Auftrag A: Fassen Sie den Absatz des Auszugs, der mit „Momentan stammen über 90%“ beginnt, als knappe Stichpunktliste zusammen und erhalten Sie dabei seine wesentlichen Fakten.

Zu lesender Auszug:
--------------------------------

Helene-Lange-Gymnasium Rendsburg

3. Platz YES! 2023

Tierwohl belohnen, Qualität fördern: Gemeinsam für eine tiergerechte Zukunft

Momentan stammen über 90% des in Deutschland verzehrten Fleisches aus Massen- & Intensivhaltung. Die Bedingungen in diesen Ställen sind schrecklich: Hühner zum Beispiel verbringen oft ihr gesamtes Leben auf einer Fläche von zwei DIN-A4 Seiten (1.100 cm2 pro Tier) und werden oft so stark gemästet, dass ihre Knochen brechen. Aufgrund des Platzmangels attackieren sich sowohl Kühe als auch Schweine oftmals gegenseitig und ihre offenen Wunden entzünden sich, da sie in ihren eigenen Ausscheidungen stehen. Der resultierende extreme Antibiotikakonsum schadet auch den Konsumenten dieser Produkte.

Unser Ziel ist es, das Verbraucherverhalten zu verbessern und umzulenken: Weg von der Intensiv- & Massentierhaltung, hin zu einer bewussten, artgerechten Tierhaltung. Es gibt bereits das „Haltungsformen-Siegel“ welches die Tierhaltung anhand zahlreicher Kriterien in die Kategorien 1-4 einteilt. Dieses Siegel möchten wir für unsere Idee nutzen und ausbauen. Denn die Konsumenten sind bezüglich der Haltungsformen nicht ausreichend aufgeklärt. Ihnen ist zwar bewusst, dass billiges Fleisch aus Kategorie 1 schlechtere Bedingungen für Tiere aufweist als das teurere Fleisch aus Kategorie 4, trotzdem wird nicht deutlich, WIE schlecht die Bedingungen wirklich sind. Daher unsere Idee: Schockbilder auf Tierprodukten!

--------------------------------

Bereitgestellte Datensätze:

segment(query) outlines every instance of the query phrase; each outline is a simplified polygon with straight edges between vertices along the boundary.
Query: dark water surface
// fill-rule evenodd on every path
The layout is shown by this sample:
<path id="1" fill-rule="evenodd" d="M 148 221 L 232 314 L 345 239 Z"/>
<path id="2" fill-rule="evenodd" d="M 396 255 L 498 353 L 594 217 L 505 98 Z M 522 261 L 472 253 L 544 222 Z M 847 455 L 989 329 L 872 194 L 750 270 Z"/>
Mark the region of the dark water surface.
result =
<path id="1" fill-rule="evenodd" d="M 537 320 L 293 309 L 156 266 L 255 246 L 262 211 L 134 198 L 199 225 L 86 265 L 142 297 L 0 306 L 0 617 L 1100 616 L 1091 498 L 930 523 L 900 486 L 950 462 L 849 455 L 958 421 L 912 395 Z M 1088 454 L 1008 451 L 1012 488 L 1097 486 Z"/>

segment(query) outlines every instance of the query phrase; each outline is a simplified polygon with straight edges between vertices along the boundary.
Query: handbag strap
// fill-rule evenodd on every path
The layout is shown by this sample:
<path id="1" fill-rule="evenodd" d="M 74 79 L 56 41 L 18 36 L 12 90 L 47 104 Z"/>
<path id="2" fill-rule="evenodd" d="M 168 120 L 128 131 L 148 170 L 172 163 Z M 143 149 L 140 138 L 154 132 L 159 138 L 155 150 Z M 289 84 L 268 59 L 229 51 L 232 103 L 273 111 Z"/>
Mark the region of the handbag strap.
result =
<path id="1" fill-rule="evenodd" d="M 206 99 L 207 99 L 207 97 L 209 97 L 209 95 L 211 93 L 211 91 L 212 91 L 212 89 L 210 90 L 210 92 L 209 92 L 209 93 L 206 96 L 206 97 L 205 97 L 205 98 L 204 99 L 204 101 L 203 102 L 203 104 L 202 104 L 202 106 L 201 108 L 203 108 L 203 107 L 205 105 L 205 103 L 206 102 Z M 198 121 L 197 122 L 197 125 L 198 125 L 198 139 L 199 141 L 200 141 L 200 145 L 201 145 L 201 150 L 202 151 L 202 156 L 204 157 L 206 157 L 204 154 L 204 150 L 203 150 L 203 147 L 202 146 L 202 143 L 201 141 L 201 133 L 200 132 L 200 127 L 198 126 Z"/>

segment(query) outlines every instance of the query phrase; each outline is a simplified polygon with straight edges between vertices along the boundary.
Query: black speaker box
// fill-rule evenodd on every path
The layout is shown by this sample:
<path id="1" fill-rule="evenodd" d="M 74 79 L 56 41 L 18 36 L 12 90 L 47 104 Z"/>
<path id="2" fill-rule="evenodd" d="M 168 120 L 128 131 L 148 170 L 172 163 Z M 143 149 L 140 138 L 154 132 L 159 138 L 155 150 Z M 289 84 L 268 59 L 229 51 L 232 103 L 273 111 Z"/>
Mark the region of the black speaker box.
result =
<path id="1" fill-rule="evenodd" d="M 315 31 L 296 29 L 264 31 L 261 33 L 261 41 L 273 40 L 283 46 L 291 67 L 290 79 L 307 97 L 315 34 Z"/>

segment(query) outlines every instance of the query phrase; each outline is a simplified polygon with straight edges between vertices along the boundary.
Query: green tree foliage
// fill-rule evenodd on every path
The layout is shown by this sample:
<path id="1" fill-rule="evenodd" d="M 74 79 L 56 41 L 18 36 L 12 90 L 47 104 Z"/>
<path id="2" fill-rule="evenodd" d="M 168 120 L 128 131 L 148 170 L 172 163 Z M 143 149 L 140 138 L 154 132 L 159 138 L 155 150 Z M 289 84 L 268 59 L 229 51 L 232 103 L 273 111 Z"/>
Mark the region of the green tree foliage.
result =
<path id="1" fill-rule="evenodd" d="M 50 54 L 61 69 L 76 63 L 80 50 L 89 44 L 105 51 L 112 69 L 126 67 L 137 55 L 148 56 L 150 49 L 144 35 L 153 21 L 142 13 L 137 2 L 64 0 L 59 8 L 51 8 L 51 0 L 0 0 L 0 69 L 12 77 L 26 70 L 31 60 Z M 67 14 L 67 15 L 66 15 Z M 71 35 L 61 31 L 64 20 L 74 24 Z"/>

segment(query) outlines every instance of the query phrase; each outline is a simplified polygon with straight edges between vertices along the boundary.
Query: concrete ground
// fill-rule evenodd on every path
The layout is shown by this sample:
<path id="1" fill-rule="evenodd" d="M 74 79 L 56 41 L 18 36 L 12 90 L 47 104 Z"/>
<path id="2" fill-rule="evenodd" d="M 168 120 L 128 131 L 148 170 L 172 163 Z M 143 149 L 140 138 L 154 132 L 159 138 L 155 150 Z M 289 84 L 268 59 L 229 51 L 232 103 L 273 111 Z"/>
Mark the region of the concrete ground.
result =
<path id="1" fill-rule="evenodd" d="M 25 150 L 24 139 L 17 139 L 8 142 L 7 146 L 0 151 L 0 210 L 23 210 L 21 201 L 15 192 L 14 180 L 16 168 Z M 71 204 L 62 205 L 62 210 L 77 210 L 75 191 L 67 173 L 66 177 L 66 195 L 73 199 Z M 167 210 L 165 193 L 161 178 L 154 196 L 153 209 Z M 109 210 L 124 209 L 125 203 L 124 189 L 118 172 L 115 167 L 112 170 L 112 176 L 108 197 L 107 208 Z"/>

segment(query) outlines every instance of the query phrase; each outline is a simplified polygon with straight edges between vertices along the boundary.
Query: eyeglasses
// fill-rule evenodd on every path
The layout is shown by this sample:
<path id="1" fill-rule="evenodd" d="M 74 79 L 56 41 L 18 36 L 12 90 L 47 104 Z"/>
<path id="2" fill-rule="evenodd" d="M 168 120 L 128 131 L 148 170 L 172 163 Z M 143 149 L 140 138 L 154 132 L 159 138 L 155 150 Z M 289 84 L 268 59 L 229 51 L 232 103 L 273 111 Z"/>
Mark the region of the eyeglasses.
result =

--------------------------------

Auftrag B: Ändern Sie in den Datensätzen „sample“ zu „example“. Beginnen Sie bei ihrer ersten Zeile, hören Sie nach der Zeile mit „148 221 L 232“ auf und geben Sie nur diese Zeilen ansonsten unverändert wieder.

Vollständige Antwort A:
- Über 90 % des in Deutschland verzehrten Fleisches stammen aus Massen- und Intensivhaltung.
- Hühner verbringen oft ihr ganzes Leben auf der Fläche von zwei DIN-A4-Seiten (1.100 cm² pro Tier) und werden so stark gemästet, dass ihre Knochen brechen.
- Wegen Platzmangels greifen sich Kühe und Schweine oft gegenseitig an. Ihre offenen Wunden entzünden sich, weil sie in ihren eigenen Ausscheidungen stehen.
- Der daraus resultierende extreme Antibiotikakonsum schadet auch den Konsumenten der Produkte.

Vollständige Antwort B:
segment(query) outlines every instance of the query phrase; each outline is a simplified polygon with straight edges between vertices along the boundary.
Query: dark water surface
// fill-rule evenodd on every path
The layout is shown by this example:
<path id="1" fill-rule="evenodd" d="M 148 221 L 232 314 L 345 239 Z"/>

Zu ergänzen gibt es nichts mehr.